BEGIN Source passage
On appeal from the Superior Court of New Jersey, Chancery Division, Family Part, Essex County, Docket No. FM-07-1549-07.
NOT FOR PUBLICATION WITHOUT THE APPROVAL OF THE APPELLATE DIVISION
Before Judges Axelrad, Fisher and Espinosa.
In this matrimonial appeal, we examine a number of determinations made by the Family Part judge at the conclusion of an eight-day trial. We affirm in part, modify in part, and remand for the entry of an amended judgment.
The record reveals that plaintiff Robin Rudnitsky and defendant Gary Rudnitsky were married in 1987. At the time of the marriage, Robin was thirty years old. She had previously earned a bachelor's degree in business and communications, and was employed as a commercial leasing broker. Gary, at the time of the marriage, was twenty-five years old. He had previously completed dental school, and worked as a cosmetic dentist. Prior to the birth of their first child in 1991, Robin left the workforce; their second child was born in 1993. Robin remained primarily responsible for the children's care during the remainder of the marriage.*fn1
In her appeal, Robin argues that the judge erred: in fixing the amount of alimony; in suggesting that Gary's contributions toward the children's Bar and Bat Mitzvahs could be considered in the future when allocating college costs; in determining that Gary's retirement would constitute a changed circumstance that would terminate alimony; and in finding that Gary's interest in Sedana Realty LLC (Sedana), was a passive immune asset. She also argues that, should there be a remand, another judge should be assigned to the matter. In his cross-appeal, Gary argues that the judge erred in disposing of the parties' claims for counsel fees.
END Source passage
BEGIN Records for this exercise
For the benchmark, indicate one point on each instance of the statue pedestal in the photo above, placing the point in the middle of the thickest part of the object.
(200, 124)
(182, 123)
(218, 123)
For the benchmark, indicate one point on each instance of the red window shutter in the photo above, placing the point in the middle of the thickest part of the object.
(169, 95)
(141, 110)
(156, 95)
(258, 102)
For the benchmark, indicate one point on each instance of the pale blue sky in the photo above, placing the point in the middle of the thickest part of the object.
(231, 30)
END Records for this exercise
BEGIN Records for this exercise
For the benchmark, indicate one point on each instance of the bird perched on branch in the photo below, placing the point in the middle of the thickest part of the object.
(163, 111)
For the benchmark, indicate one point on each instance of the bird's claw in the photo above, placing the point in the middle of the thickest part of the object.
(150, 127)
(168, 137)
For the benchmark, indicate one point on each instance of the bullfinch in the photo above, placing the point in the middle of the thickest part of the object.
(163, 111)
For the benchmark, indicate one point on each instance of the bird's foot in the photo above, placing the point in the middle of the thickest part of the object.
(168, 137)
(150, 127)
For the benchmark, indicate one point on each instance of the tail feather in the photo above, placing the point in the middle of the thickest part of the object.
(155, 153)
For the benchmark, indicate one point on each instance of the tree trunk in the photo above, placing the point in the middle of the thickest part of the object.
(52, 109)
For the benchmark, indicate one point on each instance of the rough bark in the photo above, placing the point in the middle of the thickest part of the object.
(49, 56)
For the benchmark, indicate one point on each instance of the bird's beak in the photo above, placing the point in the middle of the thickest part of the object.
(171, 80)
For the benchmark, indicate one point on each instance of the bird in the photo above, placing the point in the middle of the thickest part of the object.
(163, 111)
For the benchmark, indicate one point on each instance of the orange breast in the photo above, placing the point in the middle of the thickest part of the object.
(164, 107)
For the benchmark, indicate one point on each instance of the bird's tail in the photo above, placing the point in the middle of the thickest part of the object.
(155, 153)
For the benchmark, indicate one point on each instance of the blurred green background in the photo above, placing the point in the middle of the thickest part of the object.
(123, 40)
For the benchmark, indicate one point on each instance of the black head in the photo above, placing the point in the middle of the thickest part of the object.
END Records for this exercise
BEGIN Records for this exercise
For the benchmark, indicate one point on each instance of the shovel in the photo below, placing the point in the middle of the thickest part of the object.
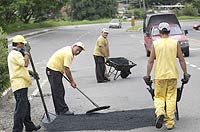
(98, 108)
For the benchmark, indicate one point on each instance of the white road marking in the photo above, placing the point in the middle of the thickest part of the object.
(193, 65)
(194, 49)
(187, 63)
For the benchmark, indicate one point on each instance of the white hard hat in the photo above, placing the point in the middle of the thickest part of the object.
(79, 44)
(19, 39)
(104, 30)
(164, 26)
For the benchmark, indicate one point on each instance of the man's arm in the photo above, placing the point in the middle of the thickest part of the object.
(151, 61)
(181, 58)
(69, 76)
END Records for this exercise
▶ [Exercises]:
a - Extract the part of the court opinion between "On appeal from" and "an amended judgment.", inclusive.
b - Pick out every line of the records that contains the string "bird", matching case exactly.

▶ [Expected responses]:
a -
On appeal from the Superior Court of New Jersey, Chancery Division, Family Part, Essex County, Docket No. FM-07-1549-07.
NOT FOR PUBLICATION WITHOUT THE APPROVAL OF THE APPELLATE DIVISION
Before Judges Axelrad, Fisher and Espinosa.
In this matrimonial appeal, we examine a number of determinations made by the Family Part judge at the conclusion of an eight-day trial. We affirm in part, modify in part, and remand for the entry of an amended judgment.

b -
For the benchmark, indicate one point on each instance of the bird perched on branch in the photo below, placing the point in the middle of the thickest part of the object.
For the benchmark, indicate one point on each instance of the bird's claw in the photo above, placing the point in the middle of the thickest part of the object.
For the benchmark, indicate one point on each instance of the bird's foot in the photo above, placing the point in the middle of the thickest part of the object.
For the benchmark, indicate one point on each instance of the bird's beak in the photo above, placing the point in the middle of the thickest part of the object.
For the benchmark, indicate one point on each instance of the bird in the photo above, placing the point in the middle of the thickest part of the object.
For the benchmark, indicate one point on each instance of the bird's tail in the photo above, placing the point in the middle of the thickest part of the object.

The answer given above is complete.